» Job:
Retype the tail of the data exactly, starting at the line containing "Where can the dirt patch" and stopping at the last line.
===
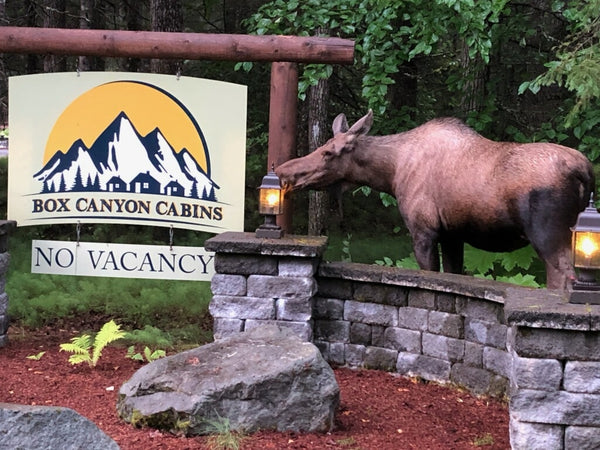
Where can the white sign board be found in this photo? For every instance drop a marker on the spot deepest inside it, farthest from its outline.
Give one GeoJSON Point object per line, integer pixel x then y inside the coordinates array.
{"type": "Point", "coordinates": [115, 147]}
{"type": "Point", "coordinates": [122, 260]}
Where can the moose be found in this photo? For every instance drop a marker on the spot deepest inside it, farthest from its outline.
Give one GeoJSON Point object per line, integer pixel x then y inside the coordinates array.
{"type": "Point", "coordinates": [454, 186]}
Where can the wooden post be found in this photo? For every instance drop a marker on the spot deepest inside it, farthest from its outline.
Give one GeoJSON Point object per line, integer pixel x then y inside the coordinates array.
{"type": "Point", "coordinates": [282, 125]}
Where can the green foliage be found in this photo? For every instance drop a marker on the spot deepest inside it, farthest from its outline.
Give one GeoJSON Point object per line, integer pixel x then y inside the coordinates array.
{"type": "Point", "coordinates": [147, 354]}
{"type": "Point", "coordinates": [346, 254]}
{"type": "Point", "coordinates": [387, 34]}
{"type": "Point", "coordinates": [577, 62]}
{"type": "Point", "coordinates": [37, 356]}
{"type": "Point", "coordinates": [85, 349]}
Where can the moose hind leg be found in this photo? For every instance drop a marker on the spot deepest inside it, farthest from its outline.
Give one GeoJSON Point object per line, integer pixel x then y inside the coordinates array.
{"type": "Point", "coordinates": [453, 255]}
{"type": "Point", "coordinates": [426, 252]}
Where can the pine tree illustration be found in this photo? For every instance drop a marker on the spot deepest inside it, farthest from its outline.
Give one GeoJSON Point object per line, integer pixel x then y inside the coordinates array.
{"type": "Point", "coordinates": [62, 187]}
{"type": "Point", "coordinates": [78, 182]}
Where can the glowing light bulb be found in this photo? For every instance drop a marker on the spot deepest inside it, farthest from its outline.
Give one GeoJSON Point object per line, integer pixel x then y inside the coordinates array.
{"type": "Point", "coordinates": [272, 198]}
{"type": "Point", "coordinates": [587, 246]}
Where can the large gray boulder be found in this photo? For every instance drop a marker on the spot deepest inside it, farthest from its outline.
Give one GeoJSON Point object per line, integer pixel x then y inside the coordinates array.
{"type": "Point", "coordinates": [49, 428]}
{"type": "Point", "coordinates": [265, 378]}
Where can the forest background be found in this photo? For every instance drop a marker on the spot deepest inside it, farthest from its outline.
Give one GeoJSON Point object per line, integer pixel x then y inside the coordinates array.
{"type": "Point", "coordinates": [513, 70]}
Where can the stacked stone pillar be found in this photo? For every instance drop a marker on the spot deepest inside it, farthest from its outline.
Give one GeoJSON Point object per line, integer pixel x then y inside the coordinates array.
{"type": "Point", "coordinates": [5, 227]}
{"type": "Point", "coordinates": [261, 281]}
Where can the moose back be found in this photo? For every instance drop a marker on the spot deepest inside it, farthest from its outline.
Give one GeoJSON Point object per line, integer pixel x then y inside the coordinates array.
{"type": "Point", "coordinates": [455, 186]}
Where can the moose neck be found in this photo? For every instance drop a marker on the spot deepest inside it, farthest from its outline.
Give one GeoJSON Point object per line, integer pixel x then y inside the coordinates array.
{"type": "Point", "coordinates": [374, 163]}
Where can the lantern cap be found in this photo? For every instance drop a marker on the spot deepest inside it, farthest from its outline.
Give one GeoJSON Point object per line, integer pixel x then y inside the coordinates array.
{"type": "Point", "coordinates": [588, 219]}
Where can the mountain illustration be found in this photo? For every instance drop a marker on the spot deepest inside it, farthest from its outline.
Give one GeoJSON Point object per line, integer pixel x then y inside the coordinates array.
{"type": "Point", "coordinates": [121, 160]}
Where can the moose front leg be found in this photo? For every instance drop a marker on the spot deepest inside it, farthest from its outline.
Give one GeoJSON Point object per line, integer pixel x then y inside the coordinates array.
{"type": "Point", "coordinates": [453, 255]}
{"type": "Point", "coordinates": [426, 252]}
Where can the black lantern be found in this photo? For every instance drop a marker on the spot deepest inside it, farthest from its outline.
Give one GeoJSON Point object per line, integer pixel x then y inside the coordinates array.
{"type": "Point", "coordinates": [270, 204]}
{"type": "Point", "coordinates": [586, 256]}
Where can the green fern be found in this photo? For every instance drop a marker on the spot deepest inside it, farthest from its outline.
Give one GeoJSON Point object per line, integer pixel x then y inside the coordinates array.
{"type": "Point", "coordinates": [84, 350]}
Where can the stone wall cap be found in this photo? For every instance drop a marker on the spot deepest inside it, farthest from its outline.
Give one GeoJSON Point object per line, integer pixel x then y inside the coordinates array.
{"type": "Point", "coordinates": [435, 281]}
{"type": "Point", "coordinates": [248, 243]}
{"type": "Point", "coordinates": [545, 308]}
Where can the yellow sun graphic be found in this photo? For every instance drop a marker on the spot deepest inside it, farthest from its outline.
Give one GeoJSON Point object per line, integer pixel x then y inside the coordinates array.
{"type": "Point", "coordinates": [147, 106]}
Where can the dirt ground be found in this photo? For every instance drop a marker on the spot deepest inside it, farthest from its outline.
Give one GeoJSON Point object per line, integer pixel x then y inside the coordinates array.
{"type": "Point", "coordinates": [378, 410]}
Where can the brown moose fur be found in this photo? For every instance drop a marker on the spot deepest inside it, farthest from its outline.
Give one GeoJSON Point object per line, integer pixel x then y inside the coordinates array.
{"type": "Point", "coordinates": [455, 186]}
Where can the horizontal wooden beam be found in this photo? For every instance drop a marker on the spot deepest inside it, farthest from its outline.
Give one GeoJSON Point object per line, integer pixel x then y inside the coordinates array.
{"type": "Point", "coordinates": [149, 44]}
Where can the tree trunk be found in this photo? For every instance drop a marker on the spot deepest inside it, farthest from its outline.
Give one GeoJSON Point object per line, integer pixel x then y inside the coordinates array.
{"type": "Point", "coordinates": [54, 17]}
{"type": "Point", "coordinates": [166, 16]}
{"type": "Point", "coordinates": [318, 201]}
{"type": "Point", "coordinates": [474, 87]}
{"type": "Point", "coordinates": [91, 16]}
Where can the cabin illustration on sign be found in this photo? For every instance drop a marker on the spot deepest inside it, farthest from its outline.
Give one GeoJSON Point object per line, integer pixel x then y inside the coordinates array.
{"type": "Point", "coordinates": [116, 184]}
{"type": "Point", "coordinates": [144, 183]}
{"type": "Point", "coordinates": [174, 189]}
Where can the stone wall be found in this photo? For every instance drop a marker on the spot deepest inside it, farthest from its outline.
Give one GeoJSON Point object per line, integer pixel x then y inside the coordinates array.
{"type": "Point", "coordinates": [492, 338]}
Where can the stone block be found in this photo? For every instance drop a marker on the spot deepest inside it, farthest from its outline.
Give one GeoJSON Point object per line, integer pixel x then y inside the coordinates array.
{"type": "Point", "coordinates": [4, 263]}
{"type": "Point", "coordinates": [557, 344]}
{"type": "Point", "coordinates": [445, 302]}
{"type": "Point", "coordinates": [380, 358]}
{"type": "Point", "coordinates": [378, 336]}
{"type": "Point", "coordinates": [335, 288]}
{"type": "Point", "coordinates": [413, 318]}
{"type": "Point", "coordinates": [226, 327]}
{"type": "Point", "coordinates": [448, 324]}
{"type": "Point", "coordinates": [297, 267]}
{"type": "Point", "coordinates": [336, 353]}
{"type": "Point", "coordinates": [426, 367]}
{"type": "Point", "coordinates": [355, 355]}
{"type": "Point", "coordinates": [582, 438]}
{"type": "Point", "coordinates": [304, 330]}
{"type": "Point", "coordinates": [582, 376]}
{"type": "Point", "coordinates": [534, 373]}
{"type": "Point", "coordinates": [379, 293]}
{"type": "Point", "coordinates": [281, 287]}
{"type": "Point", "coordinates": [479, 381]}
{"type": "Point", "coordinates": [481, 309]}
{"type": "Point", "coordinates": [487, 333]}
{"type": "Point", "coordinates": [497, 361]}
{"type": "Point", "coordinates": [473, 354]}
{"type": "Point", "coordinates": [296, 309]}
{"type": "Point", "coordinates": [528, 436]}
{"type": "Point", "coordinates": [360, 333]}
{"type": "Point", "coordinates": [328, 308]}
{"type": "Point", "coordinates": [245, 264]}
{"type": "Point", "coordinates": [556, 407]}
{"type": "Point", "coordinates": [403, 340]}
{"type": "Point", "coordinates": [421, 298]}
{"type": "Point", "coordinates": [231, 307]}
{"type": "Point", "coordinates": [332, 330]}
{"type": "Point", "coordinates": [224, 284]}
{"type": "Point", "coordinates": [371, 313]}
{"type": "Point", "coordinates": [443, 347]}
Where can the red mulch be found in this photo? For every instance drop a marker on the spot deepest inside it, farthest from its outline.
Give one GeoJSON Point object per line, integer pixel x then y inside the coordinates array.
{"type": "Point", "coordinates": [378, 410]}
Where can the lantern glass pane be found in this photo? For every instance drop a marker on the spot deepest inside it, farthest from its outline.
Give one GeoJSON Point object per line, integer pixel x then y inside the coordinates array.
{"type": "Point", "coordinates": [270, 201]}
{"type": "Point", "coordinates": [586, 249]}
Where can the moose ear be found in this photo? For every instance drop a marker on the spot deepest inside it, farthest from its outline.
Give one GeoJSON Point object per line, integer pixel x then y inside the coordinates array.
{"type": "Point", "coordinates": [362, 125]}
{"type": "Point", "coordinates": [340, 124]}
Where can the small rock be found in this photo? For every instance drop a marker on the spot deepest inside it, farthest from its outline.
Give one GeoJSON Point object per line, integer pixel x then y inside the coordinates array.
{"type": "Point", "coordinates": [265, 378]}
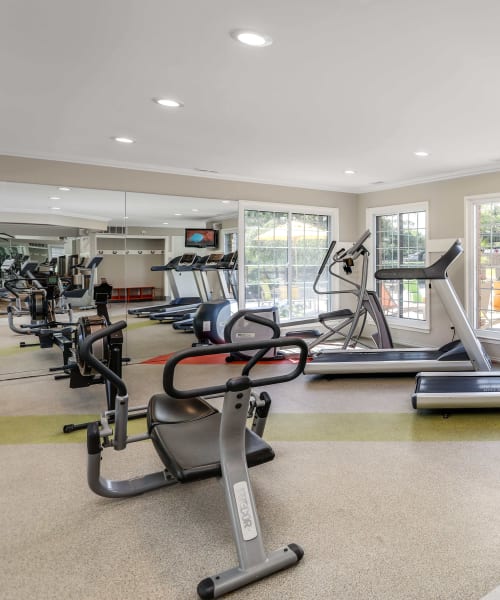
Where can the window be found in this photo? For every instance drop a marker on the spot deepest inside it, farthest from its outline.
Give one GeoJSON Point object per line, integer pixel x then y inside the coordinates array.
{"type": "Point", "coordinates": [399, 240]}
{"type": "Point", "coordinates": [483, 263]}
{"type": "Point", "coordinates": [282, 251]}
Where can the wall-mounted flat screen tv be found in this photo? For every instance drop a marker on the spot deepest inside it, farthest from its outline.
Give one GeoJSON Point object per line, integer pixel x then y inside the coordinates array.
{"type": "Point", "coordinates": [201, 238]}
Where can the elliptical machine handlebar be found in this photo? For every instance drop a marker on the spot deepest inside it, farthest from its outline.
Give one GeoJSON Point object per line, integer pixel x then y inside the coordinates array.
{"type": "Point", "coordinates": [264, 345]}
{"type": "Point", "coordinates": [88, 356]}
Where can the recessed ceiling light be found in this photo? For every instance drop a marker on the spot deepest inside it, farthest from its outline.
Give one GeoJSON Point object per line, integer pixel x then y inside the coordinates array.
{"type": "Point", "coordinates": [124, 140]}
{"type": "Point", "coordinates": [168, 102]}
{"type": "Point", "coordinates": [251, 38]}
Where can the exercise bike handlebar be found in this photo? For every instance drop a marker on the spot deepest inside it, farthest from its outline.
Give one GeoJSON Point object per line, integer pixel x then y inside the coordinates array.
{"type": "Point", "coordinates": [88, 356]}
{"type": "Point", "coordinates": [264, 345]}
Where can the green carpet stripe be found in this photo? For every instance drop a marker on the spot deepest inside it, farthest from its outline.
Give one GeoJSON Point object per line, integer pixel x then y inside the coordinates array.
{"type": "Point", "coordinates": [383, 427]}
{"type": "Point", "coordinates": [359, 427]}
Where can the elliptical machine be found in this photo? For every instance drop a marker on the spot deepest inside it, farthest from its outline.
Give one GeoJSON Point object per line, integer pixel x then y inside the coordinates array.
{"type": "Point", "coordinates": [194, 441]}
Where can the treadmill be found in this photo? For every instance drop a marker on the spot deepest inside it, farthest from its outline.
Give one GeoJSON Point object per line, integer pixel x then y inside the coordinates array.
{"type": "Point", "coordinates": [467, 355]}
{"type": "Point", "coordinates": [198, 266]}
{"type": "Point", "coordinates": [179, 263]}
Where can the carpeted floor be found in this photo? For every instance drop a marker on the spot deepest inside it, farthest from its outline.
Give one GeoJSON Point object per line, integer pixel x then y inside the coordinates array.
{"type": "Point", "coordinates": [388, 504]}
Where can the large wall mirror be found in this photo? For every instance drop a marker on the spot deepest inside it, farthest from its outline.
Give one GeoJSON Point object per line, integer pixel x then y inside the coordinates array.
{"type": "Point", "coordinates": [129, 232]}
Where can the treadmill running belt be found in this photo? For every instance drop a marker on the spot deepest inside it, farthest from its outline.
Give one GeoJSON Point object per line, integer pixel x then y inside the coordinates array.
{"type": "Point", "coordinates": [383, 356]}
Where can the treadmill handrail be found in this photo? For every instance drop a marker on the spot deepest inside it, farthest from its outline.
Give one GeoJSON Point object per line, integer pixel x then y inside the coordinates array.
{"type": "Point", "coordinates": [437, 270]}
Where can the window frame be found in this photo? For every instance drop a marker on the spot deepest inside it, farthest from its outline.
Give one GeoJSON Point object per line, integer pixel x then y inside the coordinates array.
{"type": "Point", "coordinates": [471, 263]}
{"type": "Point", "coordinates": [243, 205]}
{"type": "Point", "coordinates": [371, 214]}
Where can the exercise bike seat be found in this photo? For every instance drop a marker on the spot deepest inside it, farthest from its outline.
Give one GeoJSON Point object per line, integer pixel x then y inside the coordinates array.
{"type": "Point", "coordinates": [162, 408]}
{"type": "Point", "coordinates": [190, 449]}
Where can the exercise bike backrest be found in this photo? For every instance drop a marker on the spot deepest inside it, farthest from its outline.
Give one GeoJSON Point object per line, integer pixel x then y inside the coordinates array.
{"type": "Point", "coordinates": [263, 346]}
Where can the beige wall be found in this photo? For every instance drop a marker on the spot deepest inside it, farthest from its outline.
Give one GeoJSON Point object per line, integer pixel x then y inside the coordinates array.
{"type": "Point", "coordinates": [445, 199]}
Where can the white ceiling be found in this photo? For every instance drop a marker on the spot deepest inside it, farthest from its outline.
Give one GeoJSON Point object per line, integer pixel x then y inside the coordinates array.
{"type": "Point", "coordinates": [347, 84]}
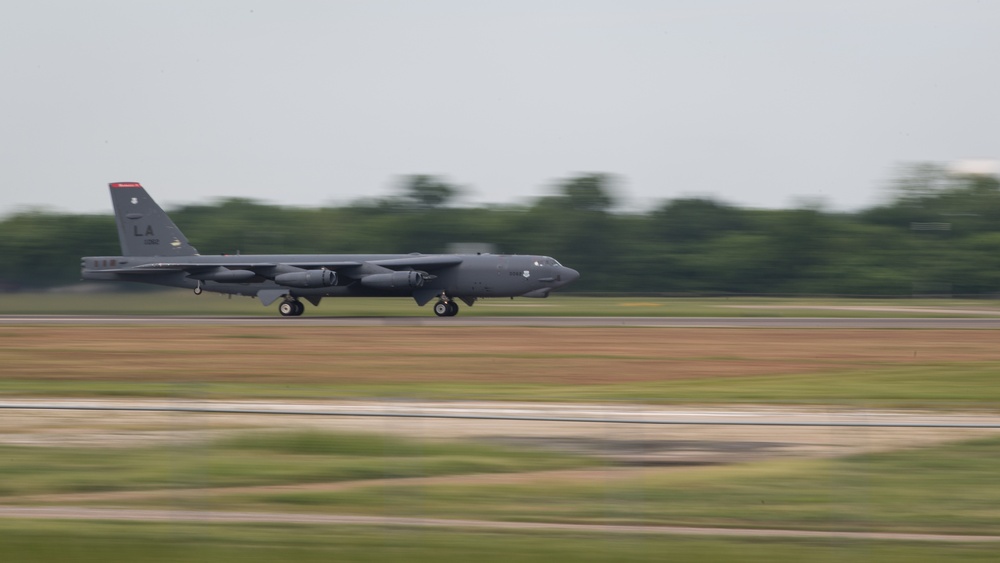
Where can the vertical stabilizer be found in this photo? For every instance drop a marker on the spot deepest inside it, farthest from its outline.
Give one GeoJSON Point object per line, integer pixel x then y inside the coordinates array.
{"type": "Point", "coordinates": [143, 227]}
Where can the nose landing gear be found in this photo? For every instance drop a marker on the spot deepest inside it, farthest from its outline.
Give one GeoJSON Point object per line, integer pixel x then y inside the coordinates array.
{"type": "Point", "coordinates": [446, 308]}
{"type": "Point", "coordinates": [291, 308]}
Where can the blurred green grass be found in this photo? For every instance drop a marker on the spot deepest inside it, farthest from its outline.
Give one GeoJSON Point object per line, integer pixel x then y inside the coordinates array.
{"type": "Point", "coordinates": [951, 488]}
{"type": "Point", "coordinates": [182, 302]}
{"type": "Point", "coordinates": [258, 458]}
{"type": "Point", "coordinates": [136, 542]}
{"type": "Point", "coordinates": [947, 386]}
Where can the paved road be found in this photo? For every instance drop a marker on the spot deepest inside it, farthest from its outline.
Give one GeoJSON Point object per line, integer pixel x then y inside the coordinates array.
{"type": "Point", "coordinates": [664, 322]}
{"type": "Point", "coordinates": [132, 515]}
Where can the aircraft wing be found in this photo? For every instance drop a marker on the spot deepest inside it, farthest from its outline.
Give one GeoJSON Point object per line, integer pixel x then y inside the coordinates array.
{"type": "Point", "coordinates": [160, 267]}
{"type": "Point", "coordinates": [421, 262]}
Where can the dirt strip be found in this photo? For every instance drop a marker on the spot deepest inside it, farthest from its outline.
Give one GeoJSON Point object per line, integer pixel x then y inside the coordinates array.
{"type": "Point", "coordinates": [132, 515]}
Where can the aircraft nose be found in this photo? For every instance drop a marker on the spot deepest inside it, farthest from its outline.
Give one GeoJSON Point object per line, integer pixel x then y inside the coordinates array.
{"type": "Point", "coordinates": [569, 275]}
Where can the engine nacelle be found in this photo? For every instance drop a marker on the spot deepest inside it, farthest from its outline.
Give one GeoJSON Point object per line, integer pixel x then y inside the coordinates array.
{"type": "Point", "coordinates": [394, 280]}
{"type": "Point", "coordinates": [307, 278]}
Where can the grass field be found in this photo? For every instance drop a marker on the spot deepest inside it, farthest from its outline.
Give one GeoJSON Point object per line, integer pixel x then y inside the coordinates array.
{"type": "Point", "coordinates": [946, 487]}
{"type": "Point", "coordinates": [182, 302]}
{"type": "Point", "coordinates": [222, 543]}
{"type": "Point", "coordinates": [926, 368]}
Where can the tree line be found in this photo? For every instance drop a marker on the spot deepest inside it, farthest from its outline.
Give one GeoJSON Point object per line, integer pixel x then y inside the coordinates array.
{"type": "Point", "coordinates": [938, 234]}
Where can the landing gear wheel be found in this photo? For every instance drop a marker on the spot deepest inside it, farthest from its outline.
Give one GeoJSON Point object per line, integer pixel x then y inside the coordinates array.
{"type": "Point", "coordinates": [441, 308]}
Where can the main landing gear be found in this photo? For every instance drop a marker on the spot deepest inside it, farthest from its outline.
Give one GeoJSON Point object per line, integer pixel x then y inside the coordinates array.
{"type": "Point", "coordinates": [291, 308]}
{"type": "Point", "coordinates": [446, 308]}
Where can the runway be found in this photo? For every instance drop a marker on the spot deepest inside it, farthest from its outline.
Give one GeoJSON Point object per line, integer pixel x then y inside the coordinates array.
{"type": "Point", "coordinates": [652, 322]}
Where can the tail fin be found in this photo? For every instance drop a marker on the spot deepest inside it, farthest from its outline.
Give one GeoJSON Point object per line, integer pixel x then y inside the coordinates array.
{"type": "Point", "coordinates": [143, 227]}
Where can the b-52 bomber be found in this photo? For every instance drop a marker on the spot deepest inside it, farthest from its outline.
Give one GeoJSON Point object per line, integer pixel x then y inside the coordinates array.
{"type": "Point", "coordinates": [155, 251]}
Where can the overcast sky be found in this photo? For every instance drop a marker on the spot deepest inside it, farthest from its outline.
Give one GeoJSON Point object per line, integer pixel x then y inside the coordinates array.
{"type": "Point", "coordinates": [755, 103]}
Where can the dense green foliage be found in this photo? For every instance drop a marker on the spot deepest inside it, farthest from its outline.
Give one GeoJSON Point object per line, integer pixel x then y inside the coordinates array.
{"type": "Point", "coordinates": [940, 234]}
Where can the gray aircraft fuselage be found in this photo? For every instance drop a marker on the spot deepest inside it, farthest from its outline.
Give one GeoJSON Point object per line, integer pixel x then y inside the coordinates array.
{"type": "Point", "coordinates": [154, 251]}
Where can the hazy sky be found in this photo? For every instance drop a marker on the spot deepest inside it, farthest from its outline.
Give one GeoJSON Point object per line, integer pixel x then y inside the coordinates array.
{"type": "Point", "coordinates": [757, 103]}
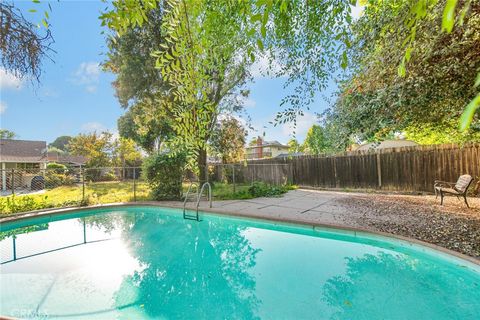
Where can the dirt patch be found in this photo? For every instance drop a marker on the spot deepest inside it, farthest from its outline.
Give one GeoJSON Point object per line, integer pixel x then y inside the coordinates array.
{"type": "Point", "coordinates": [452, 226]}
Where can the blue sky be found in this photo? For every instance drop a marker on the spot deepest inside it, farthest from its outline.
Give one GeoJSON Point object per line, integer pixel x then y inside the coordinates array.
{"type": "Point", "coordinates": [76, 96]}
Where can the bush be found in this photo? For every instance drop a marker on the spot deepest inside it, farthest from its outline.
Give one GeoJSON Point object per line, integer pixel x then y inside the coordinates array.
{"type": "Point", "coordinates": [56, 168]}
{"type": "Point", "coordinates": [12, 204]}
{"type": "Point", "coordinates": [108, 176]}
{"type": "Point", "coordinates": [261, 189]}
{"type": "Point", "coordinates": [53, 180]}
{"type": "Point", "coordinates": [164, 174]}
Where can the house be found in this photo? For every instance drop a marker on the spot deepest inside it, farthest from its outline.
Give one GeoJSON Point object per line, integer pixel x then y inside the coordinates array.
{"type": "Point", "coordinates": [28, 157]}
{"type": "Point", "coordinates": [386, 144]}
{"type": "Point", "coordinates": [265, 149]}
{"type": "Point", "coordinates": [67, 159]}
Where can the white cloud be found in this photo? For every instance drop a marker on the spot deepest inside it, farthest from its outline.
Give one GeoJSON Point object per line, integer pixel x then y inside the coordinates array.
{"type": "Point", "coordinates": [357, 11]}
{"type": "Point", "coordinates": [265, 66]}
{"type": "Point", "coordinates": [3, 107]}
{"type": "Point", "coordinates": [303, 124]}
{"type": "Point", "coordinates": [88, 75]}
{"type": "Point", "coordinates": [93, 127]}
{"type": "Point", "coordinates": [248, 103]}
{"type": "Point", "coordinates": [91, 89]}
{"type": "Point", "coordinates": [9, 81]}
===
» Final answer:
Where can the dirt patch be found in this photo? For every instance drop a marker on the spot deepest inside it, farthest from its outline.
Give one GeoJSON Point object per line, integer pixel x then y inside the coordinates array.
{"type": "Point", "coordinates": [452, 226]}
Where can the blue sky be found in this photo? For every instance drop a marker on the spot deepest inside it, farthest from its outline.
Give one GeoJSON Point object per line, integer pixel x then y inside the coordinates array.
{"type": "Point", "coordinates": [76, 96]}
Where can the bush be found in this photo? For every instance drop a marker on the spot deepest inside it, farthest from its outline.
Give one GeoJSON Point object per line, integer pixel x then y inside the coordinates array.
{"type": "Point", "coordinates": [56, 168]}
{"type": "Point", "coordinates": [12, 204]}
{"type": "Point", "coordinates": [108, 176]}
{"type": "Point", "coordinates": [261, 189]}
{"type": "Point", "coordinates": [53, 180]}
{"type": "Point", "coordinates": [164, 174]}
Where can the house be found in this photo? For every instance drop a marker on the spot deepest inside it, farthest from its outline.
Give one GeoJSON Point object per line, integer pixel x then y inside the coordinates array.
{"type": "Point", "coordinates": [28, 157]}
{"type": "Point", "coordinates": [386, 144]}
{"type": "Point", "coordinates": [265, 149]}
{"type": "Point", "coordinates": [67, 159]}
Where can the white cloud be found in this photo? For every instance drop a marker on the spot deepest inside it, farthest from its outline.
Give one GeoJSON Point object per line, integer pixel x then y inside the coordinates array.
{"type": "Point", "coordinates": [357, 11]}
{"type": "Point", "coordinates": [265, 66]}
{"type": "Point", "coordinates": [3, 107]}
{"type": "Point", "coordinates": [303, 124]}
{"type": "Point", "coordinates": [88, 75]}
{"type": "Point", "coordinates": [93, 127]}
{"type": "Point", "coordinates": [248, 103]}
{"type": "Point", "coordinates": [91, 89]}
{"type": "Point", "coordinates": [9, 81]}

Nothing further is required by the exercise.